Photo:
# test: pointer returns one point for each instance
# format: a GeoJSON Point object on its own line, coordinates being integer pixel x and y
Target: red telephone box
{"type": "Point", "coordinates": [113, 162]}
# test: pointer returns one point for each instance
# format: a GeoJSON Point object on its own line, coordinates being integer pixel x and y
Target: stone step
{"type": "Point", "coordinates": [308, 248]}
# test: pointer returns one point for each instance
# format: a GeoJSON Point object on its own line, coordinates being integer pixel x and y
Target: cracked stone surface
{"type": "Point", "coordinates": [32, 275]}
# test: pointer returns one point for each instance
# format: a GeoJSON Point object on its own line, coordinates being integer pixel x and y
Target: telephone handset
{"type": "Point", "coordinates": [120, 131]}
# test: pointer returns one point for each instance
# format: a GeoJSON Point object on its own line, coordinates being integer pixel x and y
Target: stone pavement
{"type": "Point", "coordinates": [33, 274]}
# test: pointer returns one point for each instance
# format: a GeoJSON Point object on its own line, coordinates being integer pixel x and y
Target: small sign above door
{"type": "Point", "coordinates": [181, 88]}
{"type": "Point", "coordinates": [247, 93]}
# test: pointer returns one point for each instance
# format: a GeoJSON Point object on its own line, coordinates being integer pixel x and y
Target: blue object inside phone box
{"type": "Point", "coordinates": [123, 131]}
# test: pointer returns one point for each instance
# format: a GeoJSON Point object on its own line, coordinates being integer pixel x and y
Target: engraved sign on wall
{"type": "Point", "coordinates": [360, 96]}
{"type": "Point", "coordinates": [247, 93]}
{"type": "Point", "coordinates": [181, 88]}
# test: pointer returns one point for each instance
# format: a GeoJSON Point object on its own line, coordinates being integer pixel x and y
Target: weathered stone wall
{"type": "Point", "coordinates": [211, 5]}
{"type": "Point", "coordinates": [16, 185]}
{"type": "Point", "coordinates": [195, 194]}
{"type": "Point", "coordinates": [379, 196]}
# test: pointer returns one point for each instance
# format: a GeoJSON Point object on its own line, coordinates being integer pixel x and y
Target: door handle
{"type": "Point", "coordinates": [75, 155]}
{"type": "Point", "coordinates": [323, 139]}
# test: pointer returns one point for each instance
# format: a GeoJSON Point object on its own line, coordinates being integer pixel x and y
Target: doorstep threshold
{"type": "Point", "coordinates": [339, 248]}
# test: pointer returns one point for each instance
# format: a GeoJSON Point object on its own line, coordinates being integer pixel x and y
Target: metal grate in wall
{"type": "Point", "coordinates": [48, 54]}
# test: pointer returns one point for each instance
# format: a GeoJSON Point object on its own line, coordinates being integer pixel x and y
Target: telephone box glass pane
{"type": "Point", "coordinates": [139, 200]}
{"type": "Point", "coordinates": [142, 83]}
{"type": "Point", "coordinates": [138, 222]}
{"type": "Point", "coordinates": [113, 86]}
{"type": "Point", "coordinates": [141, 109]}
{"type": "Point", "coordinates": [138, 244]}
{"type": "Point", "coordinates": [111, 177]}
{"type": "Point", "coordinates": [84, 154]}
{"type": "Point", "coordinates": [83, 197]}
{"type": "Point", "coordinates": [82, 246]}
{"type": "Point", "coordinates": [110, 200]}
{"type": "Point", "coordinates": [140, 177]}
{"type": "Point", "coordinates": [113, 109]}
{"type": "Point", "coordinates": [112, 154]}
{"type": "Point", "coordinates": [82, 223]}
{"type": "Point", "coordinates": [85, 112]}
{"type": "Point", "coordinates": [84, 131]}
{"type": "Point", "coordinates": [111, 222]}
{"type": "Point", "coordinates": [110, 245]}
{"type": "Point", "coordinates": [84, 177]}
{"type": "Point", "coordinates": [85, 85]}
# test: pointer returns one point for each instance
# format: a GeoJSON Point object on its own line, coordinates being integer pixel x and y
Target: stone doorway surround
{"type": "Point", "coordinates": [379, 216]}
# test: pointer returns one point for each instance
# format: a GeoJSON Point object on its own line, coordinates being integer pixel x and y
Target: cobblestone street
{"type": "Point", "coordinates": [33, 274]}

▶ [Given instruction] Nothing in the data may differ; print all of it exactly as written.

▶ [Answer below]
Photo:
# test: pointer returns one point for each instance
# format: a GeoJSON Point object on its own line, coordinates being integer pixel x and y
Target: red telephone box
{"type": "Point", "coordinates": [113, 162]}
# test: pointer returns one point for each instance
# format: a GeoJSON Point object on its own line, coordinates being integer pixel x and y
Target: stone step
{"type": "Point", "coordinates": [308, 248]}
# test: pointer returns one point for each instance
# format: a GeoJSON Point object on its own line, coordinates being integer pixel x and y
Target: cracked stone surface
{"type": "Point", "coordinates": [32, 275]}
# test: pointer returns one point for each instance
# format: a GeoJSON Point object on its own line, coordinates being integer pixel x and y
Target: telephone handset
{"type": "Point", "coordinates": [120, 131]}
# test: pointer returns one point for each instance
# format: a GeoJSON Point object on its own line, coordinates being integer pixel x and y
Target: stone pavement
{"type": "Point", "coordinates": [33, 274]}
# test: pointer returns one point for each instance
# format: a GeoJSON Point object on its own line, coordinates being integer pixel x and y
Target: small sign above door
{"type": "Point", "coordinates": [181, 88]}
{"type": "Point", "coordinates": [247, 93]}
# test: pointer returns one point for each instance
# format: a GeoJSON Point object on its own line, coordinates being integer pixel x and y
Target: blue object inside phone box
{"type": "Point", "coordinates": [123, 131]}
# test: pointer returns one point for each instance
# format: a GeoJSON Point object on its own line, coordinates being integer pixel x and y
Target: engraved sign on wall
{"type": "Point", "coordinates": [360, 96]}
{"type": "Point", "coordinates": [247, 93]}
{"type": "Point", "coordinates": [181, 88]}
# test: pointer returns one point for each instance
# format: a GeoJSON Point object on its own line, coordinates being integer pixel x and y
Target: weathered stone wall
{"type": "Point", "coordinates": [211, 5]}
{"type": "Point", "coordinates": [16, 185]}
{"type": "Point", "coordinates": [195, 194]}
{"type": "Point", "coordinates": [379, 196]}
# test: pointer returns one point for each instance
# format: a GeoJSON Point object on its own line, coordinates being integer pixel x and y
Target: door handle
{"type": "Point", "coordinates": [75, 155]}
{"type": "Point", "coordinates": [323, 139]}
# test: pointer returns one point for each instance
# format: a GeoJSON Point object on its own line, coordinates being integer pixel x and y
Target: doorstep threshold
{"type": "Point", "coordinates": [339, 248]}
# test: pointer returns one point for each instance
# format: a GeoJSON Point object on its own line, coordinates being integer pixel x and y
Target: metal grate in wall
{"type": "Point", "coordinates": [48, 54]}
# test: pointer returns one point for each instance
# format: a GeoJSON Point object on its own line, coordinates being integer pixel x and y
Target: telephone box glass pane
{"type": "Point", "coordinates": [139, 200]}
{"type": "Point", "coordinates": [142, 83]}
{"type": "Point", "coordinates": [138, 222]}
{"type": "Point", "coordinates": [113, 86]}
{"type": "Point", "coordinates": [141, 109]}
{"type": "Point", "coordinates": [138, 244]}
{"type": "Point", "coordinates": [111, 177]}
{"type": "Point", "coordinates": [84, 154]}
{"type": "Point", "coordinates": [83, 197]}
{"type": "Point", "coordinates": [82, 246]}
{"type": "Point", "coordinates": [110, 200]}
{"type": "Point", "coordinates": [140, 177]}
{"type": "Point", "coordinates": [113, 109]}
{"type": "Point", "coordinates": [112, 154]}
{"type": "Point", "coordinates": [82, 223]}
{"type": "Point", "coordinates": [85, 112]}
{"type": "Point", "coordinates": [84, 131]}
{"type": "Point", "coordinates": [111, 222]}
{"type": "Point", "coordinates": [110, 245]}
{"type": "Point", "coordinates": [84, 177]}
{"type": "Point", "coordinates": [85, 85]}
# test: pointer returns one point for each instance
# format: a GeoJSON Point object on its own line, coordinates being integer pixel x and y
Target: stone doorway surround
{"type": "Point", "coordinates": [379, 216]}
# test: pointer returns one point for each instance
# format: a GeoJSON Point object on its own line, coordinates being integer pixel x and y
Target: cobblestone street
{"type": "Point", "coordinates": [33, 274]}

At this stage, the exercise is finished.